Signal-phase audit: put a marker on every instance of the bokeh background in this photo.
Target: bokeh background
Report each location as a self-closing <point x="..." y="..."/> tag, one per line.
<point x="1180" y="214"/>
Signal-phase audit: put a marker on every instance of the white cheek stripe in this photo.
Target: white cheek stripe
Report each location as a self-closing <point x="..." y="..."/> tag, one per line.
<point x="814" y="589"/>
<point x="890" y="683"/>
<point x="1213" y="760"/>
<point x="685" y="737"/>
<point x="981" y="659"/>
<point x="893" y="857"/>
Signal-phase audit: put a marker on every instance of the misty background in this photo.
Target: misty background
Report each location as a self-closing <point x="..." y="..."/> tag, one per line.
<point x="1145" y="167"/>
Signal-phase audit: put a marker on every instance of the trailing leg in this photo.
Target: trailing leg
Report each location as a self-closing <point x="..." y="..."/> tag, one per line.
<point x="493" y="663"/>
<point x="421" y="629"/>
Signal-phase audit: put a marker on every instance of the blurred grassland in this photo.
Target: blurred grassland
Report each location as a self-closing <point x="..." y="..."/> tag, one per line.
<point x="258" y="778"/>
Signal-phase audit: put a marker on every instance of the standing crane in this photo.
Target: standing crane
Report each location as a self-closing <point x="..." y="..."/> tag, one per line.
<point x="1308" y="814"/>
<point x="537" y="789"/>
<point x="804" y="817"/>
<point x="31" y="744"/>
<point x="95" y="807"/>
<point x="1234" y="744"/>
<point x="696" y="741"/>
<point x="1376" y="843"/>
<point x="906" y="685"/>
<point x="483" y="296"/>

#####

▶ Objective:
Reproduce every one of the records above verbatim, keeping their original order.

▶ Task answer:
Signal-phase audit: put a marker on every instance of the bokeh background in this photo.
Target: bokeh background
Report each location as a self-closing <point x="..." y="..."/> tag, one per line.
<point x="1180" y="214"/>
Signal-phase audit: put a marker on every instance of the white cheek stripe in this photo.
Target: white cheek stripe
Report each location as a self-closing <point x="..." y="..."/> tag, one per line.
<point x="814" y="589"/>
<point x="890" y="683"/>
<point x="1213" y="760"/>
<point x="685" y="737"/>
<point x="981" y="659"/>
<point x="893" y="857"/>
Signal-phase audit: put a marker on every instance of the misty background in this photo.
Target: misty background
Report each location as a self-closing <point x="..." y="..."/> tag, one per line.
<point x="1145" y="167"/>
Signal-phase audit: put a marker on every instance of the trailing leg in this photo.
Target: trailing leg
Report each location as a self-closing <point x="..." y="..."/> tag, one per line.
<point x="493" y="663"/>
<point x="421" y="629"/>
Signal-phase audit: put a marker on every instance of the blurred grassland in this photo.
Target: blurred grassland
Report each location as a self-closing <point x="..." y="..."/> tag, one per line.
<point x="258" y="778"/>
Signal-phase audit: put a marker on every instance of the standing crane in this photo.
Target: standing crane
Report each location as a self-closing <point x="..." y="..."/> tag, one per line.
<point x="1308" y="814"/>
<point x="537" y="789"/>
<point x="804" y="817"/>
<point x="31" y="744"/>
<point x="95" y="807"/>
<point x="1234" y="744"/>
<point x="696" y="741"/>
<point x="1376" y="843"/>
<point x="906" y="685"/>
<point x="483" y="296"/>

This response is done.